By: Tal Olier | Comments (6) | Related: 1 | 2 | 3 | 4 | 5 | 6 | 7 | 8 | 9 | > Temp Tables
Problem
When we write code, we sometimes use temporary tables. Using a temporary table is a convenient way to store intermediate results, and then use them at a later phase in our application logic. When using temporary tables without specifying a collation (for the column used) SQL Server will inherit the collation for our newly created temporary table from the SQL Server instance default. In case our SQL Server database has a different collation setting than the instance's default (there might be various reasons for that), we might fall into a trap of having two tables containing similar information, but with different collation settings. How can I create the temporary tables with the correct collation?
Solution
In order to illustrate this issue, let's consider the following example as a problem case: our application needs to import customer's data from a different source database, unfortunately the customers that exists in both databases has different IDs for their customer records and only their names can be used in order to find matching customers.
It has been decided that the merging process would perform the next steps:
- Copy both customer's information tables into temporary tables called TMP_CUSTOMERS.

__AIM__.
Reproduce the passage from the temporary-table collation article word for word, starting at "By: Tal Olier" and ending at "the correct collation?".

__RECORDS PROVIDED__.
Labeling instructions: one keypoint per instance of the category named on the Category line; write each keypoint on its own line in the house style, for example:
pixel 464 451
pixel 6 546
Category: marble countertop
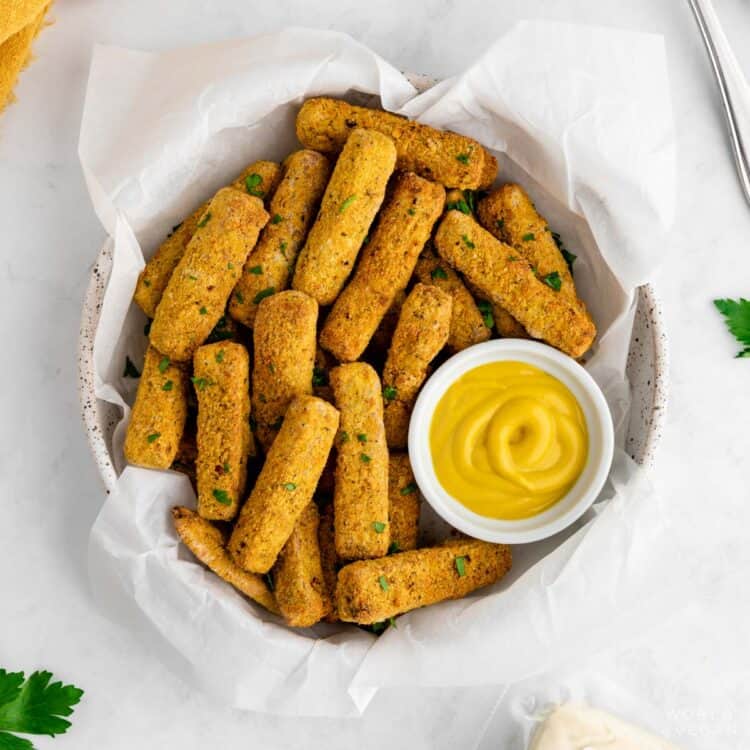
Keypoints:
pixel 693 669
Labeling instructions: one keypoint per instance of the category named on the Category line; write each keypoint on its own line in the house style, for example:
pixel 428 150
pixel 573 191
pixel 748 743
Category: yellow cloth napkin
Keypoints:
pixel 20 22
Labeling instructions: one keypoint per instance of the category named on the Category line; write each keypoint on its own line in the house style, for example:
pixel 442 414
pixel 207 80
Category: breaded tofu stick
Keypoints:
pixel 153 279
pixel 300 588
pixel 284 356
pixel 351 200
pixel 449 158
pixel 328 558
pixel 286 483
pixel 501 274
pixel 404 502
pixel 360 498
pixel 385 265
pixel 421 333
pixel 220 375
pixel 467 325
pixel 268 268
pixel 369 591
pixel 157 420
pixel 197 293
pixel 205 541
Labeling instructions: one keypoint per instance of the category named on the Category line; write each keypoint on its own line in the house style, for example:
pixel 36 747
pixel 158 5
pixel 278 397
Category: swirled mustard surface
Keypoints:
pixel 508 440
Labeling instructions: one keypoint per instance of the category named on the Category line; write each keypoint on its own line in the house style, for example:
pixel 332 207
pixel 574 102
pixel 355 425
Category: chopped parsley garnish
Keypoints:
pixel 320 376
pixel 486 309
pixel 131 371
pixel 737 317
pixel 461 566
pixel 222 496
pixel 263 294
pixel 348 202
pixel 252 183
pixel 553 280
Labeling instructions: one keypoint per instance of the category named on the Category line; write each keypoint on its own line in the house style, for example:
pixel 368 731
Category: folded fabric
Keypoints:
pixel 20 22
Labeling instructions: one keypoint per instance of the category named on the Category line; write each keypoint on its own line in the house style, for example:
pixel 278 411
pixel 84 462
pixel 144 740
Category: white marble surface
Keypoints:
pixel 692 671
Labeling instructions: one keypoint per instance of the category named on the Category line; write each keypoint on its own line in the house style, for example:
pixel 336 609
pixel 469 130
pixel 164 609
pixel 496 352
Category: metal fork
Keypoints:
pixel 735 95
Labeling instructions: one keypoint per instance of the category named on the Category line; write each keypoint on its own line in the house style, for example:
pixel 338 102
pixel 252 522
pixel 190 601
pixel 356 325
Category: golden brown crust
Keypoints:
pixel 158 417
pixel 292 209
pixel 153 279
pixel 205 541
pixel 361 481
pixel 421 333
pixel 221 374
pixel 449 158
pixel 197 293
pixel 404 502
pixel 286 483
pixel 284 356
pixel 370 591
pixel 507 279
pixel 467 325
pixel 299 585
pixel 352 198
pixel 385 265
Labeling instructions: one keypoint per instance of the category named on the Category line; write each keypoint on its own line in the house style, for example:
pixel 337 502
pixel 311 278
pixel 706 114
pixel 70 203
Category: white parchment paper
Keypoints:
pixel 581 117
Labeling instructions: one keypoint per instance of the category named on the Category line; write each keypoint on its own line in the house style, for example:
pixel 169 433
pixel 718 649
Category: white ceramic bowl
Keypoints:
pixel 577 500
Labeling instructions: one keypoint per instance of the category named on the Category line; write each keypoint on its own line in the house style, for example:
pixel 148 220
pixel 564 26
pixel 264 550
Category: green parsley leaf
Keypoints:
pixel 263 294
pixel 131 371
pixel 553 280
pixel 222 496
pixel 348 202
pixel 33 706
pixel 737 317
pixel 252 183
pixel 486 309
pixel 461 566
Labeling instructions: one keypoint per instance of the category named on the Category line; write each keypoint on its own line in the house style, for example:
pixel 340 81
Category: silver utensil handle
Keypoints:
pixel 732 85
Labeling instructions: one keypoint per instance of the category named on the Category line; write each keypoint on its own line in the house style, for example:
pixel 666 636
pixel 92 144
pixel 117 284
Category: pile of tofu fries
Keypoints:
pixel 294 318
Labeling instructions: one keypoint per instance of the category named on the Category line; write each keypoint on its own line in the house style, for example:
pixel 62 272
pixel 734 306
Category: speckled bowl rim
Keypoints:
pixel 96 425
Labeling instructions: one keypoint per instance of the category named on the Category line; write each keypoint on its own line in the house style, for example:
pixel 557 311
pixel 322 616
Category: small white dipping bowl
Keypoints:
pixel 572 505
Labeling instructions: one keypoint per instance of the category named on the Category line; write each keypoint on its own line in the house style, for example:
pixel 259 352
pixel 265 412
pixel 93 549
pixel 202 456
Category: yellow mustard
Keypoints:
pixel 508 440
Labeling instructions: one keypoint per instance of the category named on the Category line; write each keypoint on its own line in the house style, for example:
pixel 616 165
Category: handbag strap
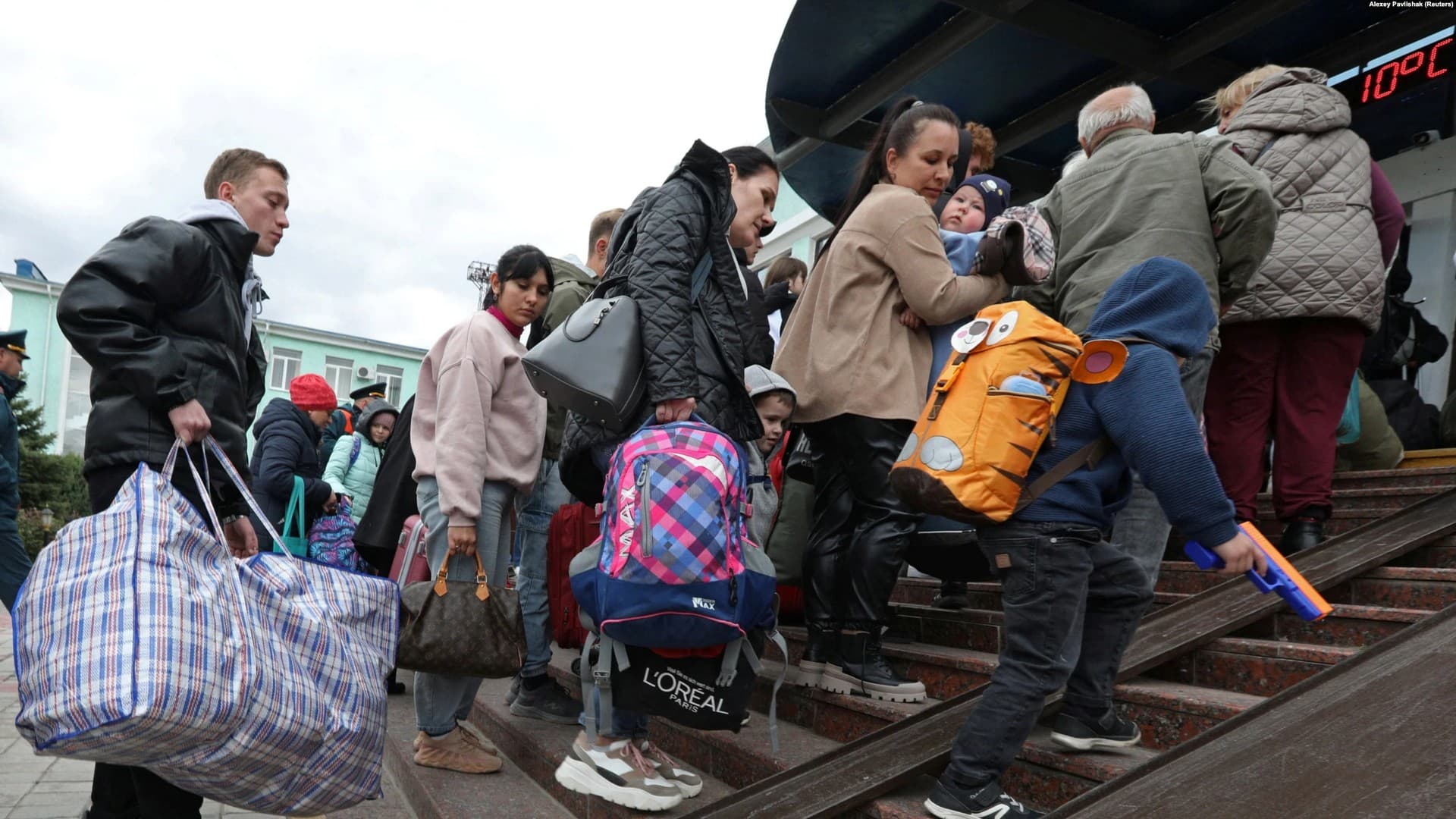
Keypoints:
pixel 698 281
pixel 242 487
pixel 482 592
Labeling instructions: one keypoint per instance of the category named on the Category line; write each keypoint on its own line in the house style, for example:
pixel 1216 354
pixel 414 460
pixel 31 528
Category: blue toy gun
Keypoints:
pixel 1282 577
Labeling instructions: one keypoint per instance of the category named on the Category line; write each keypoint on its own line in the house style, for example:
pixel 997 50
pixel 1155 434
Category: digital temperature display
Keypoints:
pixel 1421 66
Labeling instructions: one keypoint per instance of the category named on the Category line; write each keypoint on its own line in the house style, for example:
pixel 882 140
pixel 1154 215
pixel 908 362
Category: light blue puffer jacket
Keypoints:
pixel 357 480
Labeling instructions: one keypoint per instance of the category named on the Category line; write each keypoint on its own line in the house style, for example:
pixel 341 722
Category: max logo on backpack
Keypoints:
pixel 674 576
pixel 990 411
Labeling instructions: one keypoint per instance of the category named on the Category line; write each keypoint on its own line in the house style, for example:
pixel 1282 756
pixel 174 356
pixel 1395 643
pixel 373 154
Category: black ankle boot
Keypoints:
pixel 1302 534
pixel 865 670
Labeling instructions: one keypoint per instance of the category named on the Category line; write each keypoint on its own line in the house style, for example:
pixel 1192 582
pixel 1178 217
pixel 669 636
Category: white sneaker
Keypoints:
pixel 618 774
pixel 686 781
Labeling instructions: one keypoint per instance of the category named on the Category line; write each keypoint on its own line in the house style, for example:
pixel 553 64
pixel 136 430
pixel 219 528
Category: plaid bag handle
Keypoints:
pixel 237 482
pixel 169 466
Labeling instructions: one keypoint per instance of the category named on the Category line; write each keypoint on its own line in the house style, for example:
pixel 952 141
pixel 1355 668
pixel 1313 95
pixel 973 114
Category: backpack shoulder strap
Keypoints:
pixel 1088 457
pixel 705 265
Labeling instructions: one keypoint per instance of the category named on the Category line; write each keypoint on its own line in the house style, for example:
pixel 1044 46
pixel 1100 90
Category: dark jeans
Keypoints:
pixel 1072 602
pixel 15 561
pixel 861 526
pixel 1288 381
pixel 123 792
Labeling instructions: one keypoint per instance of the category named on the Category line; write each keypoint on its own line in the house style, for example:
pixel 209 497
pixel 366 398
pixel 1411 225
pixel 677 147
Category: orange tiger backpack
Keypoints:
pixel 968 455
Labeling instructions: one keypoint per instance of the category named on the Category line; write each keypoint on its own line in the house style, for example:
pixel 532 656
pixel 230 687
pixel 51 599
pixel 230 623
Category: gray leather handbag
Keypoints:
pixel 593 362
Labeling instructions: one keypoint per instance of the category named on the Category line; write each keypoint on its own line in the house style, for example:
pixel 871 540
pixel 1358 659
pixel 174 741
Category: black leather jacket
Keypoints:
pixel 691 350
pixel 158 312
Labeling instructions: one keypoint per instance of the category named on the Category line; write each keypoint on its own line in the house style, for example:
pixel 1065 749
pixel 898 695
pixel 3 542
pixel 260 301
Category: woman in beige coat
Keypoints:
pixel 861 375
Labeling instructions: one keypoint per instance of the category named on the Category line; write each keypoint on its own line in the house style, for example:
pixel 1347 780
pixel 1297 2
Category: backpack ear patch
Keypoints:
pixel 970 335
pixel 1101 362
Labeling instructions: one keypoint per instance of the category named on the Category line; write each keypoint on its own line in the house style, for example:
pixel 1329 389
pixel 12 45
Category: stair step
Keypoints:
pixel 1169 710
pixel 446 795
pixel 814 722
pixel 536 748
pixel 1251 667
pixel 1351 626
pixel 1395 586
pixel 982 595
pixel 1443 477
pixel 1389 499
pixel 1433 557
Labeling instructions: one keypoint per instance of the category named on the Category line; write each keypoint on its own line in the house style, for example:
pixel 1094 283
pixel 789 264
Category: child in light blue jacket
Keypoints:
pixel 356 460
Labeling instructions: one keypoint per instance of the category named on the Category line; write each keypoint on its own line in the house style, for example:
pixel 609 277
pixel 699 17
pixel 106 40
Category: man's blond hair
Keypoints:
pixel 601 224
pixel 237 165
pixel 983 145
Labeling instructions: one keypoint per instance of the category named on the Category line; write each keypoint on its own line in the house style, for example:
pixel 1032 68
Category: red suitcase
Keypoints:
pixel 411 564
pixel 573 528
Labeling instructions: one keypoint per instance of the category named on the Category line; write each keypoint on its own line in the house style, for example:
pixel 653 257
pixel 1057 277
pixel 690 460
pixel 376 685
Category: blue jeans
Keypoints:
pixel 1072 602
pixel 444 700
pixel 625 725
pixel 533 521
pixel 1142 528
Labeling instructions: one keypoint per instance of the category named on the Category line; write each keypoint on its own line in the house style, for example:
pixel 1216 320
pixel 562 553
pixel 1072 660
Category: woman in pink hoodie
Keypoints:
pixel 476 433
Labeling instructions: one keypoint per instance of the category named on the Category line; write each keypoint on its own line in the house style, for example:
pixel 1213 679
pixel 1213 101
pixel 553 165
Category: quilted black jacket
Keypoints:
pixel 691 350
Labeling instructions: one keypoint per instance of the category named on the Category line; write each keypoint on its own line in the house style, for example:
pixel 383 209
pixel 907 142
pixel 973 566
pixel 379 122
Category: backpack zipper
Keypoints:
pixel 644 518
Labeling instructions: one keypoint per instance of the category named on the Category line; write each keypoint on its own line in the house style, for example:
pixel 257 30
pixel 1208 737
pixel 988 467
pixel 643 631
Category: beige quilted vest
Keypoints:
pixel 1326 261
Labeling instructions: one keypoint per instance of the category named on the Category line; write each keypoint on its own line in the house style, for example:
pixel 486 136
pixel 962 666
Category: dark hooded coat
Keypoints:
pixel 691 349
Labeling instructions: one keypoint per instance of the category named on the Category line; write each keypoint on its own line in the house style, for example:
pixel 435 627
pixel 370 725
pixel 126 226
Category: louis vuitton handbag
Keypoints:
pixel 460 627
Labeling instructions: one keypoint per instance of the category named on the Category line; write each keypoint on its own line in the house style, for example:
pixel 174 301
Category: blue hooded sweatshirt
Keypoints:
pixel 1142 411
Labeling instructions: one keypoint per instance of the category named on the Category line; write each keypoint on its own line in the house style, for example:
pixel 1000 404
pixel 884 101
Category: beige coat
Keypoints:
pixel 845 350
pixel 1326 261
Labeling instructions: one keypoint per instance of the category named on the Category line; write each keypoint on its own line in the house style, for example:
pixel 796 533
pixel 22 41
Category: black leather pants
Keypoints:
pixel 861 528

__SOLUTION__.
By: Tal Olier | Comments (6) | Related: 1 | 2 | 3 | 4 | 5 | 6 | 7 | 8 | 9 | > Temp Tables
Problem
When we write code, we sometimes use temporary tables. Using a temporary table is a convenient way to store intermediate results, and then use them at a later phase in our application logic. When using temporary tables without specifying a collation (for the column used) SQL Server will inherit the collation for our newly created temporary table from the SQL Server instance default. In case our SQL Server database has a different collation setting than the instance's default (there might be various reasons for that), we might fall into a trap of having two tables containing similar information, but with different collation settings. How can I create the temporary tables with the correct collation?